To do ->
• A. Answer each question from the text on animal rescue.
(i) For how many weeks was the pup in the imagined warning left unsocialized?
(ii) Which word, set in quotation marks, does the text say rescues often use to present the animal?
(iii) What does the text say the mantra of rescue should change to?
• B. For each statement, say yes or no according to the text on animal rescue, and quote the words of the text that decide it.
(i) Most rescues and shelters first shame a person who ends up with an adopted pet they can't handle.
(ii) All the behavioral issues of rescued animals are manageable.
(iii) How well animals relate to people every day is called a miracle.

Page text ->

On a smaller scale, people are often baffled by the behavior problems they have with animals they have “rescued”. Since most rescues and shelters will first shame the person who finds themselves with an adopted pet they can’t handle, often these people live in silence with their new problem animals or quietly discard them. From the cute tiny pup with a history of being taken early from mom, to the unsocialized and neglected 4 month old; from the reserve dog with the aggressive past to the dog sprung from a “death row” shelter with literally no past information available…. all of these animals have behavioral issues and will have in the future many more. Some are manageable, others aren’t. Rescues often present the animal as “fixed”, cured of its’ past by the loving care of the rescue or shelter, and unlikely to have more problems in the future, or at least not ones that couldn’t be fixed by minimal intervention. Very few rescues will be upfront enough to say to a potential adopter – “This pup that is so cute and that you have fallen in love with, yes this one – he was unsocialized for the first 16 weeks of his life and seems to have a genetic tendency to be anxious. He will likely have longterm problems due to those things. The problems may be mild and easily dealt with, or they might not be. Do you still want to adopt him?” Or, to the person who is first in line to adopt an animal that was starved and beaten, it is unlikely anyone would ever say, ” This dog may never be able to trust again due to what he went through. He may always tend to guard his food and treats because he didn’t get enough in his past. He may also decide that the best defense against all things scary is to have a good offense. Be prepared that the love you give him may never be enough and he will remain, frustratingly, locked in a scared mindset.” Wouldn’t it just be a different world in rescue if such things were said? People could make decisions based on fact, not fiction, about the animal they bring into their home – and might just have reasonable expectations that the fairy tale ending they are offering this animal may just not work out as well as they had hoped.
Meeting animals where they are at is an essential part of rescue, and where most animals are at is just being animals. The miracle is how well they relate to us on a daily basis, even though we seem to have a very hard time relating to them. Denying them their ‘animalness’ is akin to denying us our humanness – at best a sad reality and at worst, ending in tragedy. The mantra of rescue needs to be changed to leading with the head as well as with the heart – no more emotional manipulation or living in a fantasy world where all turns out well because all was intended well. We must live in the reality of what we know about the problems associated with denying behavioral problems and genetic tendencies and have the guts to make the difficult decisions required. If we don’t question and criticize, if we stand by while people make bad and worse decisions about the best way to handle animals in rescue – we also become the responsible ones when people are injured and killed. I know that I can’t live with that, can you?

Listed entries ->
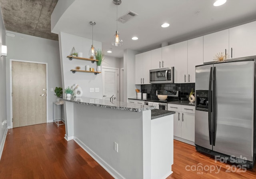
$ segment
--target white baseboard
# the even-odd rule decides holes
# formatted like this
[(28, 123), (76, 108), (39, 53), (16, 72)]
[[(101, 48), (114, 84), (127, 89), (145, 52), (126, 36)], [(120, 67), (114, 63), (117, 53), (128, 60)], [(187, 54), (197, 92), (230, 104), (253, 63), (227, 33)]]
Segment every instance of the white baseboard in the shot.
[(186, 140), (185, 139), (182, 139), (182, 138), (179, 137), (178, 137), (173, 136), (173, 139), (194, 145), (194, 146), (195, 146), (195, 142)]
[(6, 135), (7, 135), (7, 131), (8, 131), (8, 129), (6, 127), (5, 129), (5, 131), (4, 133), (4, 136), (2, 139), (2, 142), (0, 145), (0, 160), (1, 160), (1, 157), (2, 157), (2, 154), (4, 150), (4, 143), (5, 143), (5, 139), (6, 138)]
[(103, 160), (93, 151), (91, 150), (90, 148), (83, 143), (80, 140), (76, 138), (74, 139), (74, 140), (80, 146), (80, 147), (81, 147), (86, 152), (92, 157), (93, 159), (98, 162), (100, 166), (103, 167), (104, 169), (105, 169), (115, 179), (125, 179), (125, 178), (120, 174), (120, 173), (118, 173), (114, 169), (110, 166), (106, 162)]
[(169, 172), (168, 173), (167, 173), (165, 176), (164, 176), (164, 177), (162, 178), (162, 179), (166, 179), (167, 178), (167, 177), (169, 177), (170, 175), (171, 175), (173, 173), (173, 171), (172, 171), (172, 169), (171, 169), (171, 171), (170, 172)]
[(72, 135), (72, 136), (68, 136), (66, 135), (65, 134), (65, 137), (64, 137), (64, 139), (66, 139), (67, 141), (73, 140), (74, 139), (74, 135)]

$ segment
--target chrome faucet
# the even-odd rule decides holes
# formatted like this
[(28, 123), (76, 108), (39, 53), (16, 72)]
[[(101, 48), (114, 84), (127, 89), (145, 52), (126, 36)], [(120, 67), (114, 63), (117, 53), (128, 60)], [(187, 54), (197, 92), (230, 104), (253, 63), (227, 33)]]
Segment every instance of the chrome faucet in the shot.
[(110, 97), (110, 102), (112, 102), (113, 100), (116, 99), (116, 97), (114, 97), (114, 94), (113, 94), (112, 96)]

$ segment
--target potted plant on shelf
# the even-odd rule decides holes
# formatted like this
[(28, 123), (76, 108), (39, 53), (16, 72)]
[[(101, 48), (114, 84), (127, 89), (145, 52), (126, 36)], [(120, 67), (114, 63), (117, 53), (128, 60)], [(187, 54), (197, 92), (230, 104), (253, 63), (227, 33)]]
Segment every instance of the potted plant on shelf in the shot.
[(73, 90), (69, 86), (65, 89), (65, 93), (66, 93), (67, 97), (70, 97), (73, 95)]
[[(54, 95), (57, 96), (58, 97), (60, 97), (62, 95), (63, 92), (62, 91), (62, 88), (61, 87), (56, 87), (54, 90), (54, 92), (55, 93)], [(59, 102), (60, 99), (56, 98), (56, 101)]]
[(101, 68), (100, 66), (102, 62), (104, 60), (104, 54), (102, 52), (101, 49), (97, 49), (95, 54), (95, 58), (98, 61), (97, 61), (97, 72), (101, 72)]

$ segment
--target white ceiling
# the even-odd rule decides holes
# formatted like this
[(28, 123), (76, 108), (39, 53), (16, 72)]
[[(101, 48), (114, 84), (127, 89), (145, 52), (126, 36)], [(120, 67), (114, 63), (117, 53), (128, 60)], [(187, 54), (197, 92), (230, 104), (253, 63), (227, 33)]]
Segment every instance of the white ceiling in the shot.
[[(256, 0), (227, 0), (218, 7), (213, 6), (215, 1), (122, 0), (118, 17), (129, 10), (138, 15), (125, 24), (118, 22), (124, 45), (116, 47), (111, 44), (116, 28), (116, 6), (112, 0), (75, 0), (52, 27), (52, 32), (62, 31), (91, 39), (89, 22), (95, 21), (94, 40), (102, 42), (105, 54), (112, 48), (112, 53), (106, 55), (122, 58), (127, 48), (145, 52), (161, 47), (163, 42), (172, 44), (256, 20)], [(164, 22), (170, 26), (161, 27)], [(134, 36), (139, 39), (132, 40)]]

Responses by item number ->
• A.
(i) 16 weeks
(ii) "Fixed"
(iii) Leading with the head as well as with the heart

• B.
(i) Yes: "most rescues and shelters will first shame the person who finds themselves with an adopted pet they can’t handle"
(ii) No: "Some are manageable, others aren’t."
(iii) Yes: "The miracle is how well they relate to us on a daily basis"